● **GIVEN INSTRUCTION A**
Using the comments on threads, say whether each statement agrees with the text, answering yes or no and quoting the words that decide it: (i) The basic Windows system libraries spawn worker threads when they are loaded. (ii) Finding a real-world Windows application that runs only one thread is almost impossible. (iii) The environment is needed to compress data or open an IPv6 connection.

Or are there other sneaky calls which will do that behind you back?



...on Windows, single-threaded programs don't really exist; any DLL can, and most of them do, spawn worker threads as an implementation detail. Some of them do it the moment their initializer is being run, so if you link your program against something else than kernel32 and its friends (the basic Windows system libraries don't spawn worker threads on being loaded), then when a thread finally starts executing your executable's entry point there is no guarantee that this is the only thread that exists in your process. And in fact, finding a non-toy, real-world Windows application that has only one thread is almost impossible (for example, IIRC all .NET runtimes have worker-thread pool from the get go so that rules out any .NET executables).

Which is why on Windows there is almost no system APIs (well, almost: there were some weird technical decisions around single-threaded apartments for COM...) that can be safely used only in single-threaded applications.

Maybe in several more decades Linux community will also accept the fact that multi-threaded applications are an entirely normal and inevitable thing, not an aberration of nature that we all best pretend don't exist until we're absolutely forced to deal with their reality.


Well, that's the gotcha isn't it?

It's easy to think about some complex interactive software where the need to call setenv appears only after you have worker threads doing some other thing. Without a warning, you won't know it's a bad thing to do, and the manpage only says that it and unsetenv are not thread safe, as if this was remotely enough information.

What nobody is telling is that the environment is so big that you need it to compress data or open an IPv6 connection. It's not obvious at all that you can't do those things while editing a variable.


There’s always a lot of weird emergent behavior in bootstrapping an app, and on an app of any serious size, I can’t entirely control if someone decides to spool up a thread pool on startup so that everything is hot before listen() happens.

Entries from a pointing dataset
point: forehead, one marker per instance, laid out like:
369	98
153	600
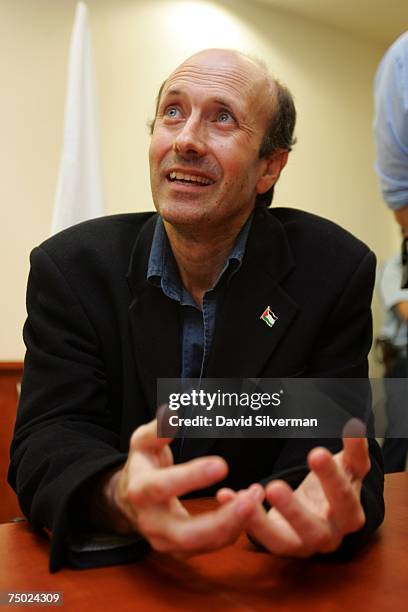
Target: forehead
237	79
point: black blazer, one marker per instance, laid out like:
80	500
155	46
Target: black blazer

● **GIVEN INSTRUCTION B**
Return every line of the listing above word for word, leaving the pictures out.

● **WORKED SOLUTION A**
(i) No: "the basic Windows system libraries don't spawn worker threads on being loaded"
(ii) Yes: "finding a non-toy, real-world Windows application that has only one thread is almost impossible"
(iii) Yes: "the environment is so big that you need it to compress data or open an IPv6 connection"

● **WORKED SOLUTION B**
point: forehead, one marker per instance, laid out like:
369	98
153	600
Target: forehead
237	79
point: black blazer, one marker per instance, laid out like:
80	500
155	46
Target: black blazer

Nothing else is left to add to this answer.